ABOUT THIS EXERCISE ▸
Your answer must be every line of the data below that holds the string "dark", copied exactly.

DATA ▸
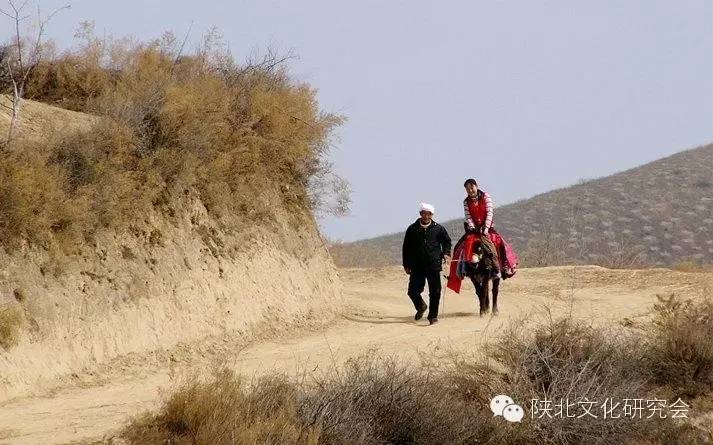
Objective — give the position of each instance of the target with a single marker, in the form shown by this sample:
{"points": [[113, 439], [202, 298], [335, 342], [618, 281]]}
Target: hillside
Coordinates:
{"points": [[660, 213], [151, 218]]}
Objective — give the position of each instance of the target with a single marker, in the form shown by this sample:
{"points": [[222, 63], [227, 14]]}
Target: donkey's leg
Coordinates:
{"points": [[482, 291], [486, 293], [479, 291], [496, 290]]}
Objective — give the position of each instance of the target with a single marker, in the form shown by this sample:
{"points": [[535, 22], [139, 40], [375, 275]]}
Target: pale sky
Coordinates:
{"points": [[525, 96]]}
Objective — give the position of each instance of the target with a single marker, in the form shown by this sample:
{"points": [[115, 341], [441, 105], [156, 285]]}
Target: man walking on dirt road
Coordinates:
{"points": [[426, 246]]}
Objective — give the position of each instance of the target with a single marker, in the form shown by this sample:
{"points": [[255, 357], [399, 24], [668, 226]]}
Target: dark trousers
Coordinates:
{"points": [[416, 284]]}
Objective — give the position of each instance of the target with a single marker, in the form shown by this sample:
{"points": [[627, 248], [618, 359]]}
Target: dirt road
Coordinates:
{"points": [[93, 406]]}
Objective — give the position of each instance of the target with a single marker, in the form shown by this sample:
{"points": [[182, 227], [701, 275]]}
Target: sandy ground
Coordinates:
{"points": [[380, 316]]}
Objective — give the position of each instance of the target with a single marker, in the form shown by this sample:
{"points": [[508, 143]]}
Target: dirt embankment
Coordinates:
{"points": [[169, 280]]}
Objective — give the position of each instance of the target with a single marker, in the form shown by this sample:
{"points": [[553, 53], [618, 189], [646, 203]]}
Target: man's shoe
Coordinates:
{"points": [[420, 312]]}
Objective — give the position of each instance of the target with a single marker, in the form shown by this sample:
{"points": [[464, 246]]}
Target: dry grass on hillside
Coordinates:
{"points": [[658, 214], [12, 322], [377, 400], [247, 138]]}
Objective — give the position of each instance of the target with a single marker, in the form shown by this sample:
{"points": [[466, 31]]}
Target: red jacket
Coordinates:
{"points": [[478, 210]]}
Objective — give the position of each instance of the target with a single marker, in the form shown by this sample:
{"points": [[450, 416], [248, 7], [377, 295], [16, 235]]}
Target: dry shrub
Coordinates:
{"points": [[225, 410], [12, 322], [691, 267], [564, 359], [680, 351], [248, 139], [35, 205], [377, 400]]}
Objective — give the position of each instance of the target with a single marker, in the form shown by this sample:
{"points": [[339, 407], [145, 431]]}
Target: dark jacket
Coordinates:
{"points": [[424, 249]]}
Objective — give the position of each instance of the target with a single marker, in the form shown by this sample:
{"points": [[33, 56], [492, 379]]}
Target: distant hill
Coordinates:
{"points": [[660, 213]]}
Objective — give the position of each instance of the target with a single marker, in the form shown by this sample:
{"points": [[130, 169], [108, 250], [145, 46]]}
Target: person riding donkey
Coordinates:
{"points": [[426, 245], [479, 219], [481, 253]]}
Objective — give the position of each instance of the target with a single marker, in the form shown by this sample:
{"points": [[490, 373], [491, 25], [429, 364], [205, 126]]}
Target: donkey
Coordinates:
{"points": [[481, 274]]}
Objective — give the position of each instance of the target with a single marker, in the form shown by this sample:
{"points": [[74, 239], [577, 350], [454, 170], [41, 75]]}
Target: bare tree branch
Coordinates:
{"points": [[19, 69]]}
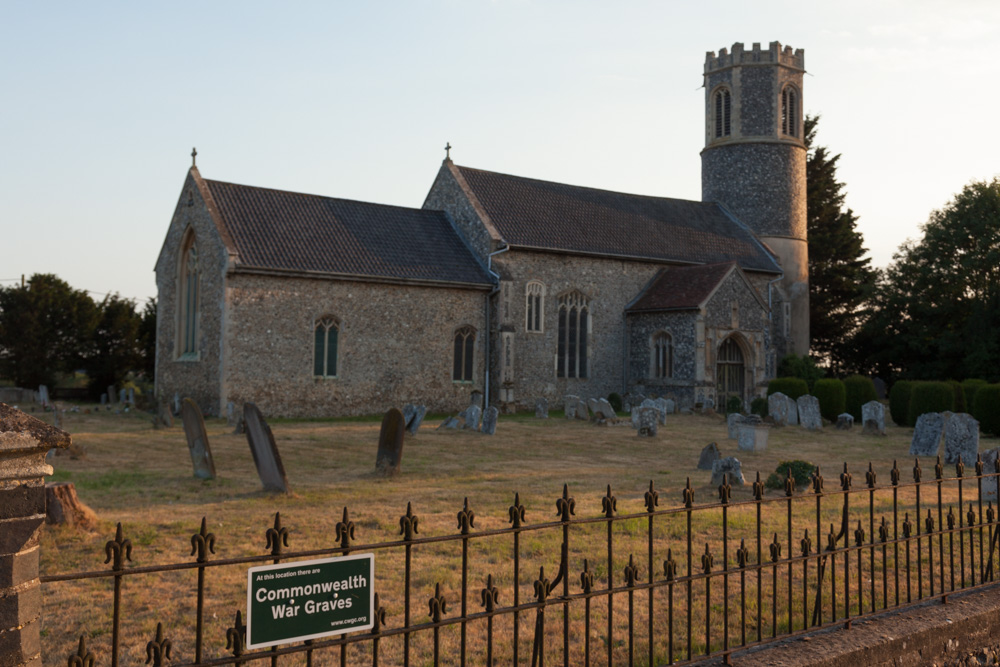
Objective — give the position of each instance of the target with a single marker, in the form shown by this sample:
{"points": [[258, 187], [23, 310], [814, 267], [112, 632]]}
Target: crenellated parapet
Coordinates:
{"points": [[774, 54]]}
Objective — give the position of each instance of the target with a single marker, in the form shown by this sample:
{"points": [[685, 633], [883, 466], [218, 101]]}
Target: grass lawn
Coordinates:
{"points": [[142, 478]]}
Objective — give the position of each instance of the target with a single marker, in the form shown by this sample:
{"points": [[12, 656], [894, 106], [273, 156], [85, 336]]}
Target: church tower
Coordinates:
{"points": [[754, 164]]}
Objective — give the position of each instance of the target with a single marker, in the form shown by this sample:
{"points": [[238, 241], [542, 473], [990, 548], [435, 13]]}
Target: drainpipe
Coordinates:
{"points": [[489, 269]]}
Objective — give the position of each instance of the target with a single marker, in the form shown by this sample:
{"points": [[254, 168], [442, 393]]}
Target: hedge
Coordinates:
{"points": [[791, 387], [899, 402], [832, 398], [929, 397], [860, 390], [987, 408]]}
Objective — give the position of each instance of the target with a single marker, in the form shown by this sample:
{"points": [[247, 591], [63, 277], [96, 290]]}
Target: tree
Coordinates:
{"points": [[840, 275], [45, 328], [936, 311]]}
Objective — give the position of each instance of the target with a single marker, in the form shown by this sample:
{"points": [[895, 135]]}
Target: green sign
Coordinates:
{"points": [[309, 599]]}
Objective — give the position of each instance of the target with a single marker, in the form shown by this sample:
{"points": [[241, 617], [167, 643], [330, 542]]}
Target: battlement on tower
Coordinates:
{"points": [[774, 54]]}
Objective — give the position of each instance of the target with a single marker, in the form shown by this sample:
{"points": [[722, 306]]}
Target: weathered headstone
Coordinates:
{"points": [[709, 455], [927, 435], [809, 415], [961, 439], [194, 429], [649, 418], [845, 421], [390, 443], [731, 468], [873, 418], [490, 420]]}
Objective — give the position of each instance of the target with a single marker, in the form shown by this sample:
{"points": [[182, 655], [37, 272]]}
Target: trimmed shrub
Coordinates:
{"points": [[899, 402], [832, 398], [801, 472], [791, 387], [987, 408], [860, 390], [929, 397]]}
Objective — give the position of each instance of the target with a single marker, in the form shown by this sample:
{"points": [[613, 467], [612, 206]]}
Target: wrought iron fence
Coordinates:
{"points": [[701, 579]]}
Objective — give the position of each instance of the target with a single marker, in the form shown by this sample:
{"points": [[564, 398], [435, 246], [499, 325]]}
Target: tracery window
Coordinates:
{"points": [[465, 344], [325, 349], [534, 297], [574, 329]]}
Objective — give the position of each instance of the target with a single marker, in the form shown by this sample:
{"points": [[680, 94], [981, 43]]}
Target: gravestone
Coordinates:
{"points": [[490, 420], [649, 418], [729, 467], [927, 435], [413, 424], [709, 455], [390, 443], [845, 421], [809, 415], [961, 439], [782, 409], [472, 415], [873, 418], [194, 429], [264, 450]]}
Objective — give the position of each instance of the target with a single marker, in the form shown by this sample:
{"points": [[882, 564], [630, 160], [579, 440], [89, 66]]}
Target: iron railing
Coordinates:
{"points": [[766, 577]]}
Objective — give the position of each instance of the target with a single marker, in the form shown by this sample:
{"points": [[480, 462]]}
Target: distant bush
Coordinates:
{"points": [[832, 398], [899, 402], [791, 387], [987, 408], [801, 472], [860, 390], [929, 397]]}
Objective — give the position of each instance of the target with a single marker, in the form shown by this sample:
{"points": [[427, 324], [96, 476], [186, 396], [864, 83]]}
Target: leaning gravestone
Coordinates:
{"points": [[390, 443], [873, 418], [809, 415], [730, 468], [264, 450], [961, 439], [648, 420], [709, 455], [927, 435], [490, 420], [194, 429]]}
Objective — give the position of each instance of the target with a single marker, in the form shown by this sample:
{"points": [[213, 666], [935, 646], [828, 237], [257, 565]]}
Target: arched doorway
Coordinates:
{"points": [[730, 374]]}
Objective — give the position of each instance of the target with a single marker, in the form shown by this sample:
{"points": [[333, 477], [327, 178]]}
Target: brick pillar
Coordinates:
{"points": [[24, 442]]}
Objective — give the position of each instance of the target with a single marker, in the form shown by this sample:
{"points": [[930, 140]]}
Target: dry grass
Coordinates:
{"points": [[142, 478]]}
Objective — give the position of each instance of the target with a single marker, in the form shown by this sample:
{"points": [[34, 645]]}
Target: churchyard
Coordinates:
{"points": [[141, 477]]}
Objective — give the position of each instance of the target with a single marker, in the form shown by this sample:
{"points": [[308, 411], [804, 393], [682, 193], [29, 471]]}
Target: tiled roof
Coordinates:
{"points": [[681, 288], [554, 216], [288, 231]]}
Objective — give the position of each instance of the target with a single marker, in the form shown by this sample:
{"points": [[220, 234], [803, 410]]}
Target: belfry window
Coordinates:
{"points": [[327, 333], [574, 330], [723, 110]]}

RESPONSE BOX ▸
Target: dark trousers
Target: dark jacket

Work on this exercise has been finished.